(Source data)
__________________________________________________

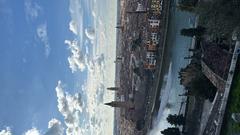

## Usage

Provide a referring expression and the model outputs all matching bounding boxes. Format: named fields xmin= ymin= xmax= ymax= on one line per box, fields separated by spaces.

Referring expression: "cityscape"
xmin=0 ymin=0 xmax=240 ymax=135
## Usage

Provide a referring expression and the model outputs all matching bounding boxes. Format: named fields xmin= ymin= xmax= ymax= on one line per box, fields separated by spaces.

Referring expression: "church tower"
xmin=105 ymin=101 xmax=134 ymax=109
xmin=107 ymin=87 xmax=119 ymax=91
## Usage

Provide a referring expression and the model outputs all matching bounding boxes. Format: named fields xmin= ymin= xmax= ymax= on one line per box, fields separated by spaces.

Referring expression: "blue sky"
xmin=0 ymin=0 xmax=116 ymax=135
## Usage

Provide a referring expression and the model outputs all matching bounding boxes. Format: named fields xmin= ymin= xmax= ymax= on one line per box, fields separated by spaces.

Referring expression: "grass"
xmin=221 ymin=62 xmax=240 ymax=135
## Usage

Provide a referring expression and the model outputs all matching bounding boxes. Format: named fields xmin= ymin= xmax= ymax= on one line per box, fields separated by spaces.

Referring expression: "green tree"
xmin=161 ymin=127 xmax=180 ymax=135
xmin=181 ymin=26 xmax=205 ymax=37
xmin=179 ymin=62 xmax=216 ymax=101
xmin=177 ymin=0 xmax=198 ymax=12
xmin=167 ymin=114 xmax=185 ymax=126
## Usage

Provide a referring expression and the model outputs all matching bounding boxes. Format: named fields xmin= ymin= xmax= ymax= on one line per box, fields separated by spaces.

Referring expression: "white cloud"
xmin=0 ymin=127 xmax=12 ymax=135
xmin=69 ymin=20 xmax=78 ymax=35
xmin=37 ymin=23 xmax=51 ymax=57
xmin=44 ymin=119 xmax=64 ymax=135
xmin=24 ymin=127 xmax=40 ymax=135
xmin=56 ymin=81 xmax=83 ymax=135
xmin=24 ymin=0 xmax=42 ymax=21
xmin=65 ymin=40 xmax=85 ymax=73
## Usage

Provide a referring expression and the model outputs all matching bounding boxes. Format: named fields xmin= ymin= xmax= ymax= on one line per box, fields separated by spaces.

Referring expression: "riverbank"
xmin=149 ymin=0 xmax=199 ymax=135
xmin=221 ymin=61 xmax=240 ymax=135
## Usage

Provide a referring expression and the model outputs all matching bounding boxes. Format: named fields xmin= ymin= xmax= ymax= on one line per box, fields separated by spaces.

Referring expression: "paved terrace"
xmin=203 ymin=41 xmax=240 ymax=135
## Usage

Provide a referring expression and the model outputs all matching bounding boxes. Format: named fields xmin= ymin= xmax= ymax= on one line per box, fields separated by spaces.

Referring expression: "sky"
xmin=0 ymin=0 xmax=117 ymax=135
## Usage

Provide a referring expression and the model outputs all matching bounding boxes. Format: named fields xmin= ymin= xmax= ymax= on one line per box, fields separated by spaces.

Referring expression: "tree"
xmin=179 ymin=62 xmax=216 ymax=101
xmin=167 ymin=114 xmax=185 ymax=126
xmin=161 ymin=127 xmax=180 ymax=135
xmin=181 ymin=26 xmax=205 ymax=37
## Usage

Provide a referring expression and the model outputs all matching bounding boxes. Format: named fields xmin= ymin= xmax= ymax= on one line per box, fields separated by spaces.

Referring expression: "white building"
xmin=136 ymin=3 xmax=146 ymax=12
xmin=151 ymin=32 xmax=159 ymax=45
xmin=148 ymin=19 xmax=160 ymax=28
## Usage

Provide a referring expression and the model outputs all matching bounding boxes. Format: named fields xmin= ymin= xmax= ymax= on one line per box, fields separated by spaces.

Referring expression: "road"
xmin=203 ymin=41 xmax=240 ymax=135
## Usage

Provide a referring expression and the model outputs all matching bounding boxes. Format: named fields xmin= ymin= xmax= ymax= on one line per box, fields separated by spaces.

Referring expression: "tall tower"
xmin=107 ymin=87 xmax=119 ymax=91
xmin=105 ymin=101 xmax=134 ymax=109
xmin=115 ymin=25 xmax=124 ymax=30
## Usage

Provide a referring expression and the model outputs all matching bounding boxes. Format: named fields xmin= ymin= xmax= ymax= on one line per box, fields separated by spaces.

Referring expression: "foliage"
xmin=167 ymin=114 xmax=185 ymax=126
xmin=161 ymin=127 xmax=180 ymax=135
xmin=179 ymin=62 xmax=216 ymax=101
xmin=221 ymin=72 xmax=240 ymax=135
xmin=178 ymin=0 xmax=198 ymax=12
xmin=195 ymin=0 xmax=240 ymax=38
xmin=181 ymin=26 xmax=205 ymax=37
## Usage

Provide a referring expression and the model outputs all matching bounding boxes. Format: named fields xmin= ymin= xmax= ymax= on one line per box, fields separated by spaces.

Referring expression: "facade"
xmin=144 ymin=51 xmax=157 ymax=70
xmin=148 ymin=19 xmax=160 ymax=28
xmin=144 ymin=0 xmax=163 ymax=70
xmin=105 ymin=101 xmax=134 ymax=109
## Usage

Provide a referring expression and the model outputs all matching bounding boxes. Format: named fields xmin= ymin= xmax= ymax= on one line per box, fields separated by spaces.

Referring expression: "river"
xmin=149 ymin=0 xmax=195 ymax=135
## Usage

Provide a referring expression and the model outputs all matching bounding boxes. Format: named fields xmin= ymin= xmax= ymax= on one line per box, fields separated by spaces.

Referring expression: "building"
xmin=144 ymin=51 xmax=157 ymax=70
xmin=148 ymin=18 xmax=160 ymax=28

__________________________________________________

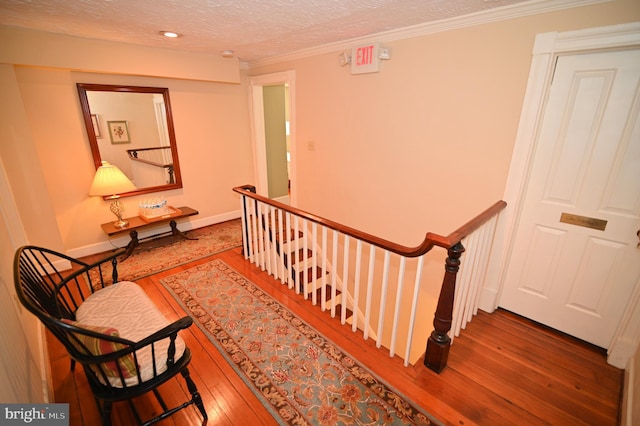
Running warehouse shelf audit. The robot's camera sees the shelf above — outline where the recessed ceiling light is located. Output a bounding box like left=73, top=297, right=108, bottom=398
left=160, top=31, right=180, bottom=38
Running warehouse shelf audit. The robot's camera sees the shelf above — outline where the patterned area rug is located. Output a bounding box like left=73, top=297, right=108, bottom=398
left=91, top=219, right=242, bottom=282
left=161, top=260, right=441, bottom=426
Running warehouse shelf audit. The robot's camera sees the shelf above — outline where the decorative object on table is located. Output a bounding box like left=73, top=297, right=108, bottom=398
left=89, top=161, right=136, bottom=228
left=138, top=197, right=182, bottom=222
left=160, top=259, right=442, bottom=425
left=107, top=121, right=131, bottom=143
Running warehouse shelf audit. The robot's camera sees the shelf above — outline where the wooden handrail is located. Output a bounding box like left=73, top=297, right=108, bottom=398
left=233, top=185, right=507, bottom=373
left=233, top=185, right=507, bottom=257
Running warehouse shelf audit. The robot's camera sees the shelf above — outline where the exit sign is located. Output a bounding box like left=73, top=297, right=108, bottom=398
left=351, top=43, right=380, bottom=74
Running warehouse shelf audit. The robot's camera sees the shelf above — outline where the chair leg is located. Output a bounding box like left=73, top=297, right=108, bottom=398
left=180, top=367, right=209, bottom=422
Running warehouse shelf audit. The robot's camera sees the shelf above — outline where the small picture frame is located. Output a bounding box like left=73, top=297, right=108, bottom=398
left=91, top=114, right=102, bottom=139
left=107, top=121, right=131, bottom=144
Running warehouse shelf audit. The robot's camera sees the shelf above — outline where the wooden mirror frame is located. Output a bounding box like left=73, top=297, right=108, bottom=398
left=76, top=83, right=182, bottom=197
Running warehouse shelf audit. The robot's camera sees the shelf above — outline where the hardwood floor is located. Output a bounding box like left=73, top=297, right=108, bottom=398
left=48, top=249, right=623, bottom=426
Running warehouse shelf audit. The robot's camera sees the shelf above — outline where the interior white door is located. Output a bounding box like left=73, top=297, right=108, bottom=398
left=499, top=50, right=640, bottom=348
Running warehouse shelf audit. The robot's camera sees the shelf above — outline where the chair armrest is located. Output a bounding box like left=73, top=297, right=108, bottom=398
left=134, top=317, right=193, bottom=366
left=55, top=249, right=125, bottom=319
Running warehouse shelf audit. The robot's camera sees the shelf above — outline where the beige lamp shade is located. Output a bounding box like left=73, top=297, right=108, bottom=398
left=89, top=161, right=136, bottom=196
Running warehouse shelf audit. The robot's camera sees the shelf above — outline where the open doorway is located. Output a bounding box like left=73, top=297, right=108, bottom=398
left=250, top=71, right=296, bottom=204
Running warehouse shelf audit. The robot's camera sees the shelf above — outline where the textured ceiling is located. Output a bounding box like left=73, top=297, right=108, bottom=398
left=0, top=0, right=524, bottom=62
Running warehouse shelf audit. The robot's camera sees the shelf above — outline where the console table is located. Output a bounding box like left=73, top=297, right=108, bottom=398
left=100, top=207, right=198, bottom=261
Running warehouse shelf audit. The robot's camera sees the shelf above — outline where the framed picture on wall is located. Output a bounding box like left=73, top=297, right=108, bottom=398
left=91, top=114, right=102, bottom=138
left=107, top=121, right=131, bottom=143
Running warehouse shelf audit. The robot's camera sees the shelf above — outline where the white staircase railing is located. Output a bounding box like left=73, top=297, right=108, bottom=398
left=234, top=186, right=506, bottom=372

__________________________________________________

Show every line in the items above that contains the string "tower".

Referring expression: "church tower"
Referring expression: "tall tower"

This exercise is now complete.